> **SHORT PROBLEM**:
Pick out every row below that contains the string "covered", and copy each of those rows in full.

> **MATERIAL FOR THE TASK**:
(begin)

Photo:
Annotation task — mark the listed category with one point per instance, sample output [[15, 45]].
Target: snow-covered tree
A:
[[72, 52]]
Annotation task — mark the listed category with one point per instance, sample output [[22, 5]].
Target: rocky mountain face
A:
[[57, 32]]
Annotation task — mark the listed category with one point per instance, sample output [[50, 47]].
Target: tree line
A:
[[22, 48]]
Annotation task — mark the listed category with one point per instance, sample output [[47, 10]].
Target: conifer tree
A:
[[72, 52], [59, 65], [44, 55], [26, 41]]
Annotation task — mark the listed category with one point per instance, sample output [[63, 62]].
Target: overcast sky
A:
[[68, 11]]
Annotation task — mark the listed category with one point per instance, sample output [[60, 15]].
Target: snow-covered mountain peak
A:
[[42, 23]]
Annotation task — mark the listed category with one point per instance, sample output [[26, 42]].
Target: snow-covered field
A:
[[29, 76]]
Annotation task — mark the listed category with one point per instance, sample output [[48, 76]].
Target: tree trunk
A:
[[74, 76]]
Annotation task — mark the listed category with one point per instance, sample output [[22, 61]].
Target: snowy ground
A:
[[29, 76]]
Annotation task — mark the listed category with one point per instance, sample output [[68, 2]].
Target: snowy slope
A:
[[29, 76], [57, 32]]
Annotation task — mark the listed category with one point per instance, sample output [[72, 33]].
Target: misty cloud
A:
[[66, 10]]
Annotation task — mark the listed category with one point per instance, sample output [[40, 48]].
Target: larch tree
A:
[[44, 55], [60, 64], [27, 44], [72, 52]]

(end)
(begin)

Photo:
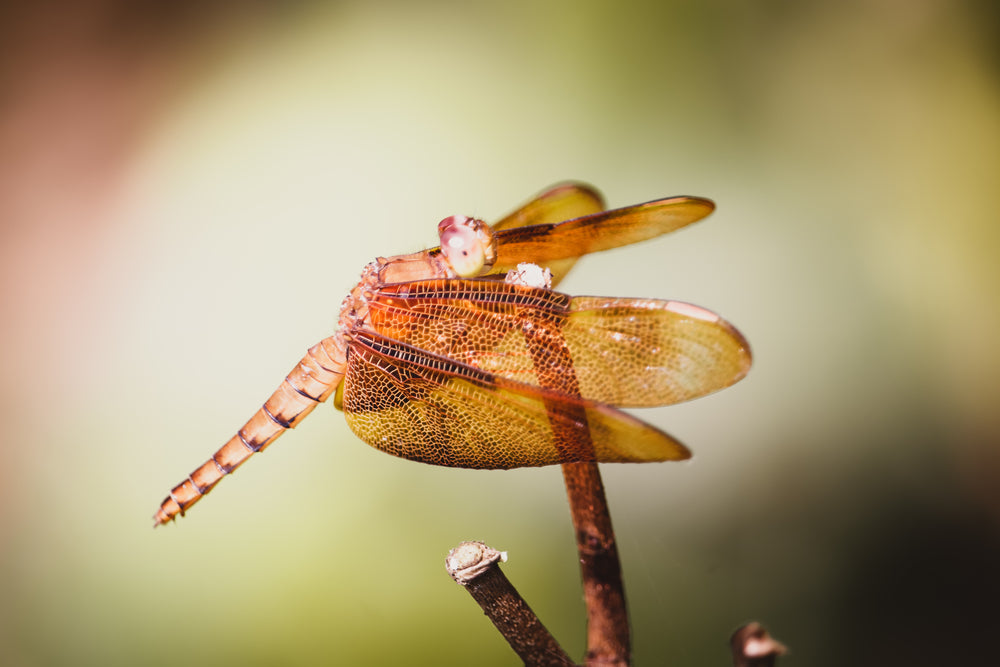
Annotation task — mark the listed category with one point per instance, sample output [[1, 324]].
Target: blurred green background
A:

(end)

> **WRITTEN SOLUTION**:
Target: snow-covered tree
Target: snow-covered mountain peak
Target: snow-covered field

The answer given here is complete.